The data.
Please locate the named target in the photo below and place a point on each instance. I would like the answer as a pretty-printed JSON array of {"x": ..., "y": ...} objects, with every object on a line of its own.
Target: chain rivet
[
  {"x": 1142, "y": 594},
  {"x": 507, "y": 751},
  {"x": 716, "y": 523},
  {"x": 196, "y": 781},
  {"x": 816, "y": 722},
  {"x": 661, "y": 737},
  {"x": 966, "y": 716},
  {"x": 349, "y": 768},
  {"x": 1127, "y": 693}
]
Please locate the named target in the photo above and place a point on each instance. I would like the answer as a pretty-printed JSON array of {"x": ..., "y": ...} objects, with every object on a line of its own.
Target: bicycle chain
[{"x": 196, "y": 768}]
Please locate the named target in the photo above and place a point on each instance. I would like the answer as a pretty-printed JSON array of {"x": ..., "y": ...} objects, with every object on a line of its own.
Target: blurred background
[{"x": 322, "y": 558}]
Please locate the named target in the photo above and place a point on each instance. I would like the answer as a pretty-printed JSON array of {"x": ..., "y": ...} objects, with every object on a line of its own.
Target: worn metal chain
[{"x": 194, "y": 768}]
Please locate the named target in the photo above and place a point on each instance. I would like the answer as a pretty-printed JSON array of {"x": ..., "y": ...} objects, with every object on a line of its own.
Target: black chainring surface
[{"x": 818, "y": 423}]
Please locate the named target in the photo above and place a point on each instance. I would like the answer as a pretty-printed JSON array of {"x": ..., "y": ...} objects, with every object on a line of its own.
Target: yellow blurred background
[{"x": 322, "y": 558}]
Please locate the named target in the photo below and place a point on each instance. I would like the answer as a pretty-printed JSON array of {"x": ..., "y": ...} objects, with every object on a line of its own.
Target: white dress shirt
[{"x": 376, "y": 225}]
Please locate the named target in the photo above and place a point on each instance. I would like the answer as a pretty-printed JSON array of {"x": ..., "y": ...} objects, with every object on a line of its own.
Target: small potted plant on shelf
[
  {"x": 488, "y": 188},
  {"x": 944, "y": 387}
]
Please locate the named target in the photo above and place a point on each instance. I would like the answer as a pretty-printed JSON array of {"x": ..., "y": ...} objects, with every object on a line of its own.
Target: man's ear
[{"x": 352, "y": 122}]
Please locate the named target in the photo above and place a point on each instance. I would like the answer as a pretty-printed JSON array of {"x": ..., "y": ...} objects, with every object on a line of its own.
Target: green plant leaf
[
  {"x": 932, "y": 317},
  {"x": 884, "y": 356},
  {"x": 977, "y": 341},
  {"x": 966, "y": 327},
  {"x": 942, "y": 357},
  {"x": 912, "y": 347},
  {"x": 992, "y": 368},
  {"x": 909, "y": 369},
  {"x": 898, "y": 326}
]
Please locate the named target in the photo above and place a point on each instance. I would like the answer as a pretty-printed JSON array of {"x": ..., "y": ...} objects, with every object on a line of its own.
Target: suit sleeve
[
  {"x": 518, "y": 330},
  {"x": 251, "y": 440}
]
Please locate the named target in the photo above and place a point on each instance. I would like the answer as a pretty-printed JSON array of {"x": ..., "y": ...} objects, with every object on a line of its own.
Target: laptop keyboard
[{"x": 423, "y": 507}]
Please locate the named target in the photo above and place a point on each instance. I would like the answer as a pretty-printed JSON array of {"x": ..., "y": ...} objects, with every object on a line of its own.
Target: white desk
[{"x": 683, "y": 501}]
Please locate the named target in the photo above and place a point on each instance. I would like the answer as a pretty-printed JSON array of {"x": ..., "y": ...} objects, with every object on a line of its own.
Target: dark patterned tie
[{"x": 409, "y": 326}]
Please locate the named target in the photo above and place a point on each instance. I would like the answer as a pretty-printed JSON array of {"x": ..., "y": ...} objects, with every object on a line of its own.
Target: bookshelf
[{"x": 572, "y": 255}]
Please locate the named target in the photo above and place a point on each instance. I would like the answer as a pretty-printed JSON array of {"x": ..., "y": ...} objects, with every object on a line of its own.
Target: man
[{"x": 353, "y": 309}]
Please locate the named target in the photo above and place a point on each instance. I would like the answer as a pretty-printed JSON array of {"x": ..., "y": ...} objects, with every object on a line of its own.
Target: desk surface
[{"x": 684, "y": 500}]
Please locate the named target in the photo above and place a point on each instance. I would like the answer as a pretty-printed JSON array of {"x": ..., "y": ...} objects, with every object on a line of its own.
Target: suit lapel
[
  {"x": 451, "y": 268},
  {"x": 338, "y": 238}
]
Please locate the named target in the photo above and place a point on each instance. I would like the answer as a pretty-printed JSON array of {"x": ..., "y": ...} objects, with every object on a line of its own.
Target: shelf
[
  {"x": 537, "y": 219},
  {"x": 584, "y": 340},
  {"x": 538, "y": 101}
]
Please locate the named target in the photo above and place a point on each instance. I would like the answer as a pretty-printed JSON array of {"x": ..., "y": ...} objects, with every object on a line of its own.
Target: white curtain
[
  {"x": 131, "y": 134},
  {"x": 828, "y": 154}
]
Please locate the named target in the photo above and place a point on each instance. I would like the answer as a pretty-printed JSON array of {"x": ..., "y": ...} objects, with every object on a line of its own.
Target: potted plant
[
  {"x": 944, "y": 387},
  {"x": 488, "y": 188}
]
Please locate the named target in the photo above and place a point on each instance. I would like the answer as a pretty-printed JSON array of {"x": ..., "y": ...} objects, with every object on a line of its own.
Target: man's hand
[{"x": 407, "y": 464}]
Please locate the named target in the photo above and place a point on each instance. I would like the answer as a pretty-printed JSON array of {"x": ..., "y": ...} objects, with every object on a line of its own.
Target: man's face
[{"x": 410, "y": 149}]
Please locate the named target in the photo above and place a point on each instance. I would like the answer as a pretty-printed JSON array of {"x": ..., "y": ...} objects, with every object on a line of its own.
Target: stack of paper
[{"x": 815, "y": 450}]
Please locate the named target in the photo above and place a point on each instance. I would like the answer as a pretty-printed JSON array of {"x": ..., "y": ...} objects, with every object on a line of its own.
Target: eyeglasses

What you are asked to do. Reproduce all of the entries word for word.

Response to this task.
Please locate the named target in the photo below and place a point on each instance. I would like the answer as a pretty-printed JSON array of {"x": ..., "y": ...} objects, with every object on a line of its own.
Target: chain rivet
[
  {"x": 1142, "y": 594},
  {"x": 507, "y": 751},
  {"x": 716, "y": 523},
  {"x": 196, "y": 781},
  {"x": 816, "y": 722},
  {"x": 661, "y": 737},
  {"x": 966, "y": 716},
  {"x": 349, "y": 768},
  {"x": 1127, "y": 693}
]
Please locate the named target in the photo above and place a point on each instance. I would like the answer as a pretty-printed JSON array of {"x": ..., "y": ...} objects, with every object on a line of its own.
Target: bicycle chain
[{"x": 196, "y": 768}]
Please locate the named target in the photo above and place a point on each instance. I would like the answer as a pretty-printed JSON array of {"x": ..., "y": ...} objects, with every object on a line of its own.
Target: blurred background
[{"x": 322, "y": 558}]
Please locate the named target in the photo above and place a point on each instance. I would like the answer as a pretty-printed JSON array of {"x": ..., "y": ...} objects, with every object on a line of its own.
Target: worn metal chain
[{"x": 194, "y": 768}]
Please locate the named target in the photo above and place a point on each instance. I would like the answer as a pretty-printed JSON array of {"x": ..., "y": ...} objects, with every object on a line of its own.
Target: black chainring surface
[{"x": 818, "y": 423}]
Please locate the named target in the photo above and place a point on each instance. I would like the answer as a pretty-printed JSON array of {"x": ..., "y": ...} objects, with every object on a line of its own.
Target: yellow blurred background
[{"x": 322, "y": 558}]
Please locate the named target in the photo below and place a point on each instance. I would like the answer as a pretty-printed JSON array of {"x": ..., "y": ...} objects, with every object on a line of its own.
Target: white dress shirt
[{"x": 376, "y": 225}]
Please locate the named target in the photo above and place a point on each instance. I would like the answer as a pretty-printed JSON array of {"x": ..., "y": ...} objects, with every object on a line of its own.
Target: small potted plant on shelf
[
  {"x": 488, "y": 188},
  {"x": 944, "y": 387}
]
Please locate the named target in the photo above and place a point on each instance. I would like the answer as a pretty-printed JSON array of {"x": ..., "y": ...} objects, with every object on a line of its own.
Target: man's ear
[{"x": 352, "y": 122}]
Please locate the named target in the photo above and place a point on each instance. I would like the answer as a pretty-printed JSON array of {"x": ..., "y": ...} objects, with every object on a line of its own.
Target: green plant leaf
[
  {"x": 932, "y": 317},
  {"x": 884, "y": 356},
  {"x": 977, "y": 341},
  {"x": 966, "y": 327},
  {"x": 942, "y": 357},
  {"x": 912, "y": 347},
  {"x": 992, "y": 368},
  {"x": 909, "y": 369},
  {"x": 898, "y": 326}
]
Please locate the named target in the photo above and place a point on each instance. I would like the answer as a pretty-printed JSON array of {"x": ..., "y": ...} objects, with every object on a line of its own.
Target: suit sleeve
[
  {"x": 518, "y": 330},
  {"x": 251, "y": 440}
]
Please locate the named target in the photo above and place a point on each instance. I would like the answer as a pretty-printed JSON array of {"x": ..., "y": ...} objects, with every object on a line of its own.
Target: laptop keyboard
[{"x": 423, "y": 507}]
Please locate the named target in the photo above and place a point on each instance. I would like the answer as a pretty-printed JSON array of {"x": ..., "y": ...} objects, with every object on a line of its own.
Target: white desk
[{"x": 683, "y": 501}]
Please locate the named target in the photo above and place a point on each instance. I would like the answer as a pretty-printed JSON array of {"x": ..., "y": ...} objects, with every object on a line of its own.
Target: dark patterned tie
[{"x": 409, "y": 326}]
Please locate the named target in the photo above and place a point on each instance. I would like the answer as a pretty-printed JSON array of {"x": ..., "y": ...} objects, with every object on a line of its own.
Target: bookshelf
[{"x": 572, "y": 255}]
Please locate the named target in the photo above and place a point on each instance. I would like the answer as a pretty-printed JSON array of {"x": ..., "y": ...} objects, with every object on a line of its own.
Target: man
[{"x": 353, "y": 309}]
Please locate the named target in the photo above and place a point on each instance. I would like the answer as a pretty-printed JSON array of {"x": ..., "y": ...} objects, with every object on a line of its own.
Target: desk surface
[{"x": 684, "y": 500}]
Please locate the named target in the photo above and place a point on each instance. I would like the answer as a pretty-printed JSON array of {"x": ..., "y": ...} objects, with every object on a line of its own.
Target: suit lapel
[
  {"x": 451, "y": 268},
  {"x": 338, "y": 238}
]
Please locate the named target in the photo above and place a point on each instance. I would like the answer as a pretty-printed JSON array of {"x": ..., "y": ...} objects, with every object on a line of its own.
Target: shelf
[
  {"x": 537, "y": 219},
  {"x": 584, "y": 340},
  {"x": 538, "y": 101}
]
Please locate the named target in the photo above and place a point on each instance. I would like the answer as a pretty-printed JSON array of {"x": ..., "y": ...} objects, with every object on a line of its own.
Target: white curtain
[
  {"x": 131, "y": 134},
  {"x": 828, "y": 154}
]
Please locate the named target in the photo above and place a point on each instance. I would like the answer as a pretty-printed JSON array of {"x": ..., "y": ...} objects, with every object on a line of its own.
Target: potted plant
[
  {"x": 944, "y": 387},
  {"x": 488, "y": 188}
]
Please locate the named target in the photo above and place a point on each instance. I would like the answer as a pretty-printed JSON array of {"x": ..., "y": ...} objects, with every object on a line of its own.
Target: man's hand
[{"x": 407, "y": 464}]
Please locate the named target in the photo above and place a point on each instance. I would like the answer as a pretty-printed JSON array of {"x": ..., "y": ...} objects, with every object on a line of its own.
Target: man's face
[{"x": 410, "y": 149}]
Please locate the named target in the photo above and place a point on each instance. I would like the answer as a pretty-printed JSON array of {"x": ..., "y": ...} objects, with every object on a line of its own.
Target: stack of paper
[{"x": 815, "y": 450}]
Please locate the named target in the photo above and place a point on each instance. I would like the answer as a pretty-printed JSON array of {"x": ..., "y": ...} objects, with every object on a line of its own.
Target: eyeglasses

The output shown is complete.